**TASK STATEMENT:**
In the lines below, change every "bounding box" to "enclosing box" and leave everything else unchanged.

Region annotation entries
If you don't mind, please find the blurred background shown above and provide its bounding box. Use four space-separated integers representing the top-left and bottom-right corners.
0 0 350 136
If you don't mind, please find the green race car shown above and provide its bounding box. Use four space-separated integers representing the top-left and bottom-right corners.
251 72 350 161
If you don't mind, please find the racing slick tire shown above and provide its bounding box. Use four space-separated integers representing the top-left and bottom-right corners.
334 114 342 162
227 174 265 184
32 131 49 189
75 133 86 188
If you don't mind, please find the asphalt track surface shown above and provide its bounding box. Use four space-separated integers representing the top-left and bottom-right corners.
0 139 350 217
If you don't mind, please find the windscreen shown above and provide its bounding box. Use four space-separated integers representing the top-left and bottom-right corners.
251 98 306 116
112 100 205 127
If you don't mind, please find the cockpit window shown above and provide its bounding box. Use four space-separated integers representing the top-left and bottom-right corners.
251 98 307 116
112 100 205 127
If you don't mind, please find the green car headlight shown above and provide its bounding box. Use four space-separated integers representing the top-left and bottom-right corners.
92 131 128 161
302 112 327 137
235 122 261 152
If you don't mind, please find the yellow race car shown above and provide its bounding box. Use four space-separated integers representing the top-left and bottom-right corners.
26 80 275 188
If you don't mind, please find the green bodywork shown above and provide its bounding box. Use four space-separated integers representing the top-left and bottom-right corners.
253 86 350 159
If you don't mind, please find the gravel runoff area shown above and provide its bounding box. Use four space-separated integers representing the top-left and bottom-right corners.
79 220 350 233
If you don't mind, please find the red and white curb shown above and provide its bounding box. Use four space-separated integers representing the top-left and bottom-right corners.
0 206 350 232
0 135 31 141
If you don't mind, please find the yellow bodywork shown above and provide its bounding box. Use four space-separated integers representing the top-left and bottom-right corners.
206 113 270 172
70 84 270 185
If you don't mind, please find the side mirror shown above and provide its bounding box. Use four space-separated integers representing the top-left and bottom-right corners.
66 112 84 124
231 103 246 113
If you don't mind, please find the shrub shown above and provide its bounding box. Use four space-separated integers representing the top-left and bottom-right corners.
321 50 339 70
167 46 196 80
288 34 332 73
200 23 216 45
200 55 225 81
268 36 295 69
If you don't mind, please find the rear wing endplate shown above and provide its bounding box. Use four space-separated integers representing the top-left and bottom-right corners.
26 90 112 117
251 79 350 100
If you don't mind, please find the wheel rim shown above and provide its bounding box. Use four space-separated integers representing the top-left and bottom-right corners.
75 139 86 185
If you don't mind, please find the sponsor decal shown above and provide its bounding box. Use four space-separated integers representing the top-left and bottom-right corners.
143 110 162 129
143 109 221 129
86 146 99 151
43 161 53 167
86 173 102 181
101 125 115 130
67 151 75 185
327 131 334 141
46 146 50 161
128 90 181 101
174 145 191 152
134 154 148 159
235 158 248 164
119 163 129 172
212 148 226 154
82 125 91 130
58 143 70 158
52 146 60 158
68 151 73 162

**THE RESULT:**
If you don't mind, please find the blurred background shown above and provide its enclosing box. Use four space-separated integers representing the top-left and bottom-right corners.
0 0 350 136
If you don't mind, please find the green race car shown above and provide its enclosing box. Use four space-separated integers representing the top-left and bottom-right corners.
251 72 350 161
If you don't mind, please find the racing slick tire shown above and provide its enclosing box. Use four space-separated integers representing the top-left and bottom-right corners.
334 114 342 162
227 174 265 184
32 131 49 189
75 133 86 188
If you don't mind, please find the asphalt track surface shown above and provide its enclosing box. Use four space-separated integers representing the top-left and bottom-right corners.
0 139 350 217
If you don't mind, please find the windscreen shown above and provide its enclosing box. Use four space-separated integers representing the top-left and bottom-right corners.
251 98 306 116
112 100 205 127
If you don't mind, please find the cockpit window shown above and provide its enclosing box. Use four space-separated integers representing the top-left and bottom-right corners.
251 98 307 116
112 100 205 127
If you don't mind, please find the green car headlight shown above and provide its enclosing box. Use four space-separated integers representing the top-left and bottom-right corners.
92 131 128 161
302 112 327 137
235 122 261 152
If you don't mind, please find the yellow race car shown above and provide its enclosing box. Use four space-separated integers representing the top-left and bottom-right corners.
26 80 275 188
If you don't mind, please find the green bodywork shown above and provide its enclosing box. Use four space-separated integers representing the top-left and bottom-right corners.
253 86 350 159
If you don't mind, please find the gravel runoff area shown above and provide its enclosing box. Use four space-separated integers representing the top-left and bottom-right corners.
79 220 350 233
If you don't mind, please find the red and white curb shown above and provide its enclosing box. Use four space-separated integers representing the top-left and bottom-right corners.
0 206 350 232
0 135 31 141
If you don't mind, please find the yellow bodywork shown above and provide its enclosing box. Use four space-separated integers representing the top-left and bottom-right corners.
206 113 270 172
70 84 270 185
If you don't mind, please find the side mirror shown above and provide its enclosing box. Use four space-separated integers representing the top-left and bottom-right corners.
66 112 84 124
231 103 246 113
If you don't mind, please find the shrub shown above and provide its enclosing box. Use four space-separated integers representing the top-left and bottom-right corners.
321 50 339 70
167 46 196 80
288 34 332 73
200 23 216 45
200 55 225 81
268 36 295 69
If you don't mind, please find the rear wing endplate shown above and provide its enclosing box. Use four space-separated integers representing the top-left and bottom-right corners.
26 90 112 117
251 79 350 100
If you don't mind, please find the wheel rim shown above and provide its enclosing box. Use four space-separated integers representing the top-left and bottom-right corners.
75 139 86 185
If you don't mind, please find the sponsor decal shown above and provide its enclosing box. Use four space-separated integers representing the top-left and bottom-right corners.
143 110 162 129
143 109 221 129
86 146 99 151
43 161 53 167
86 173 102 181
101 125 115 130
67 151 75 185
327 131 334 141
46 146 50 161
128 90 181 101
174 145 191 152
134 154 148 159
235 158 248 164
119 163 129 172
212 148 226 154
82 125 91 130
58 143 70 158
52 146 60 158
68 151 73 162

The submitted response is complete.